▸ **やること**
- A) 言葉の森の紹介文から、「かわいそうな本に感動しながら↓感想文を書いているところ。」を含む語句で始まり「で作られたのではありません。」で終わる部分を、一字も変えずに書き出してもらえますか。
- B) データ行のうち、「Isolate lifeguard tower in the frame.」を含む行から「[0,10,608,138]」を含む行までを、両端の行も含めてそのまま出力してもらえますか。この範囲以外の行は不要です。

▸ **本文**

◇ ◇ ◇ ◇

かわいそうな本に感動しながら↓感想文を書いているところ。


 言葉の森がスタートしたのは1980年代ですが、それ以前に言葉の森の前身となる作文教室は1970年代に始まっていました。

 当時は、もちろん作文教室などというものが何もなかった時代です。そのころに、既に作文教育の可能性を考えて創設されたのです。「作文教室」という名前で、当時の雑誌に広告を出したのは言葉の森が初めてでしたから、日本でいちばん古い作文教室だと言ってもいいでしょう。言葉の森は、今のように入試で作文試験や小論文試験が出されるようになってからそれに間に合わせる形で作られたのではありません。

 しかし、言葉の森は、ただ年数が古いというだけではありません。言葉の森が、日本の作文教育の骨格となる概念を作り上げてきた面もあるのです。

 今、さまざまな作文通信講座や学校や学習塾で行われている作文指導の中で、言葉の森が作ったものがかなりあります。例えば、夏休みの読書感想文の指導法は、言葉の森が雑誌でくわしく発表するまでは、系統的な指導というものはほとんどありませんでした。

 また、作文の要素を、構成、題材、表現、主題、表記などと分け、それぞれについて指導する項目を指定するという指導も、言葉の森が独自に考案したものです。

 また、作文の自動採点ソフト「森リン」を独自に開発して特許を取得し、それを中学生、高校生の作文指導に活用しているのも言葉の森だけです。



 こういうさまざまなオリジナルな方法によって、それまでのただ書かせて添削する指導から、事前に説明して書かせる指導に作文教育の指導法が向上しました。

 言葉の森は、このほかに、構成の仕方に関する工夫、表現の仕方に関する工夫、題材の広げ方に関する工夫など、多くのノウハウを開発しています。そして、今も独自の指導法を開発し続けています。例えば、暗唱の方法、付箋読書の方法、問題集読書の方法、四行詩の方法など、新しいノウハウを独自に開発して、だれもが使えるようにオープンに提供しています。

◇ ◇ ◇ ◇

▸ **作業用の資料**

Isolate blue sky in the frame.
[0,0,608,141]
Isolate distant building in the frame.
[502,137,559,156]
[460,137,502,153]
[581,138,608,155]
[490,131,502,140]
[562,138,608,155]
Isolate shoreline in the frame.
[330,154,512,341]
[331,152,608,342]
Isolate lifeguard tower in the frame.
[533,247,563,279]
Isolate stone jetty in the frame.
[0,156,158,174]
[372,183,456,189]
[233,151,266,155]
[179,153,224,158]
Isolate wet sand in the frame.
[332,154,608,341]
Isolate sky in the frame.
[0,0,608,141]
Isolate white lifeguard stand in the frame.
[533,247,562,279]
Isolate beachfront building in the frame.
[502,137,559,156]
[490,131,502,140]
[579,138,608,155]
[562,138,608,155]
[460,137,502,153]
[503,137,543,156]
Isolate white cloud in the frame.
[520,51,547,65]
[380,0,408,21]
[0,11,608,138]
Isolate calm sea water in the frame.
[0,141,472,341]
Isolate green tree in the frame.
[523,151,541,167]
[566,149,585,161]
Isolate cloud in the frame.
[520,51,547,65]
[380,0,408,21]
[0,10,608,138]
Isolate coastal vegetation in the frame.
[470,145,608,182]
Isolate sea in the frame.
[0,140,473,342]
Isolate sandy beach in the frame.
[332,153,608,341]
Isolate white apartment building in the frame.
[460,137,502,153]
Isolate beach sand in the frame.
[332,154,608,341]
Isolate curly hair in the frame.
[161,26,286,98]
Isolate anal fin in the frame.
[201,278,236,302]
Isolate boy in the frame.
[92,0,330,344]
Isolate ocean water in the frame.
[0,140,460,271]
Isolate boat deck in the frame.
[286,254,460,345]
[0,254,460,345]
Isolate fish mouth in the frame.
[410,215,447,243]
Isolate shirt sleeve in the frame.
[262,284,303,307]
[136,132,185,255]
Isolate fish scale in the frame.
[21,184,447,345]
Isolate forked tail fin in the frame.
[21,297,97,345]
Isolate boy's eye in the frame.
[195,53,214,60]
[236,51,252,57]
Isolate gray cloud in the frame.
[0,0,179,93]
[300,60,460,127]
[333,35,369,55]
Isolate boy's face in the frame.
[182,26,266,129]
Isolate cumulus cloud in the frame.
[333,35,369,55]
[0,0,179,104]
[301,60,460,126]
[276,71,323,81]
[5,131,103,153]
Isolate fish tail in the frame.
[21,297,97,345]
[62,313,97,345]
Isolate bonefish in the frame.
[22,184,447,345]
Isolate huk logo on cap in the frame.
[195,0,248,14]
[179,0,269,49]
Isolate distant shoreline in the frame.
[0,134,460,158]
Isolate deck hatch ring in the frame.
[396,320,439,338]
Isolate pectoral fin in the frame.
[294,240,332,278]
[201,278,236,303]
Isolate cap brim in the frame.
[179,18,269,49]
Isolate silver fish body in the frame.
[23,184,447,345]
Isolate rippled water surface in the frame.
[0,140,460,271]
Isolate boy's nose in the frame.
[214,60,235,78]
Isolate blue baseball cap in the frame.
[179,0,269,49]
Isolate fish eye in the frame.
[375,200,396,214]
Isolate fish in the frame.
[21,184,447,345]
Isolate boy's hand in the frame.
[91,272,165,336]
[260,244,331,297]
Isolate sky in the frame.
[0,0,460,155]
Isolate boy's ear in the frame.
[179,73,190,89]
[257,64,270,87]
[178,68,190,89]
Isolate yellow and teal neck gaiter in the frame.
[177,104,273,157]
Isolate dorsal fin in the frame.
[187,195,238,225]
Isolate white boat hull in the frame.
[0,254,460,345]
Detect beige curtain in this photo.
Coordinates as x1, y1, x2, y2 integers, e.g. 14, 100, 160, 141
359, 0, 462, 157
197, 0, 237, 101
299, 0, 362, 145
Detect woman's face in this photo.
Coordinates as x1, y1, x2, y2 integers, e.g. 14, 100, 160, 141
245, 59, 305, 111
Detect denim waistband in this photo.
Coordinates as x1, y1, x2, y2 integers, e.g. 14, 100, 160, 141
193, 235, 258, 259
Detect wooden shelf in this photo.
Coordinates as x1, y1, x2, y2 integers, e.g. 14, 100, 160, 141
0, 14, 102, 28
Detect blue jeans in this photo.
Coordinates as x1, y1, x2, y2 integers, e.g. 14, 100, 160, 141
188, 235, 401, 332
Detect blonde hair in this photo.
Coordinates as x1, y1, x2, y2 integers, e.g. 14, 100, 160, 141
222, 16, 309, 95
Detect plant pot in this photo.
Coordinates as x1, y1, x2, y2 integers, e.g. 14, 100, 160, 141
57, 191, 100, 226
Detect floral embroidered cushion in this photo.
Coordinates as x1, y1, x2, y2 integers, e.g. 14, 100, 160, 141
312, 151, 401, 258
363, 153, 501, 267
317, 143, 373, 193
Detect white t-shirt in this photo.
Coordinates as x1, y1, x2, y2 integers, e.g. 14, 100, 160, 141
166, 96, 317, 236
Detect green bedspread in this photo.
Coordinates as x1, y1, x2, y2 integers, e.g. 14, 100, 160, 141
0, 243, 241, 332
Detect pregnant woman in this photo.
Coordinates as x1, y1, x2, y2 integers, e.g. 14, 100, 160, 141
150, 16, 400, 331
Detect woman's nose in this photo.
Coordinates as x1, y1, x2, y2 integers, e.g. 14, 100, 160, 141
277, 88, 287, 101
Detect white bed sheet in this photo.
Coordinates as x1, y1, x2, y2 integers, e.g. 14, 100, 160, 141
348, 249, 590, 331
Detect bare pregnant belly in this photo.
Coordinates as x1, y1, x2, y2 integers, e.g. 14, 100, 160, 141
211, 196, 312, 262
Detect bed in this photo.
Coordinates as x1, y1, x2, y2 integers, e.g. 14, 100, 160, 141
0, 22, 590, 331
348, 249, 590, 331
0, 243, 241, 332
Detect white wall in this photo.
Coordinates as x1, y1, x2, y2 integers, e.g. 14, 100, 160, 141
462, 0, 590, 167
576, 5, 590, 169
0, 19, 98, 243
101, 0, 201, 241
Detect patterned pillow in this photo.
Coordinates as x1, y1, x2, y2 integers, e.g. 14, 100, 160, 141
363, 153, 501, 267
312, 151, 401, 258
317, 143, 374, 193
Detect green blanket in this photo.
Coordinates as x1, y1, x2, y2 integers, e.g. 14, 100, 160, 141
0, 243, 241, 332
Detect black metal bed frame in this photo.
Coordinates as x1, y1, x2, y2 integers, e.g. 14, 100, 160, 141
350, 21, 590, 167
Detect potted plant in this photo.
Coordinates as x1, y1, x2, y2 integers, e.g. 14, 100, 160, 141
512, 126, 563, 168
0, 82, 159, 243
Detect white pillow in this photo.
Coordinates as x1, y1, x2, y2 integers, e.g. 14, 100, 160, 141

◇ ◇ ◇ ◇

▸ **作業の解答**
- A)
かわいそうな本に感動しながら↓感想文を書いているところ。


 言葉の森がスタートしたのは1980年代ですが、それ以前に言葉の森の前身となる作文教室は1970年代に始まっていました。

 当時は、もちろん作文教室などというものが何もなかった時代です。そのころに、既に作文教育の可能性を考えて創設されたのです。「作文教室」という名前で、当時の雑誌に広告を出したのは言葉の森が初めてでしたから、日本でいちばん古い作文教室だと言ってもいいでしょう。言葉の森は、今のように入試で作文試験や小論文試験が出されるようになってからそれに間に合わせる形で作られたのではありません。

- B)
Isolate lifeguard tower in the frame.
[533,247,563,279]
Isolate stone jetty in the frame.
[0,156,158,174]
[372,183,456,189]
[233,151,266,155]
[179,153,224,158]
Isolate wet sand in the frame.
[332,154,608,341]
Isolate sky in the frame.
[0,0,608,141]
Isolate white lifeguard stand in the frame.
[533,247,562,279]
Isolate beachfront building in the frame.
[502,137,559,156]
[490,131,502,140]
[579,138,608,155]
[562,138,608,155]
[460,137,502,153]
[503,137,543,156]
Isolate white cloud in the frame.
[520,51,547,65]
[380,0,408,21]
[0,11,608,138]
Isolate calm sea water in the frame.
[0,141,472,341]
Isolate green tree in the frame.
[523,151,541,167]
[566,149,585,161]
Isolate cloud in the frame.
[520,51,547,65]
[380,0,408,21]
[0,10,608,138]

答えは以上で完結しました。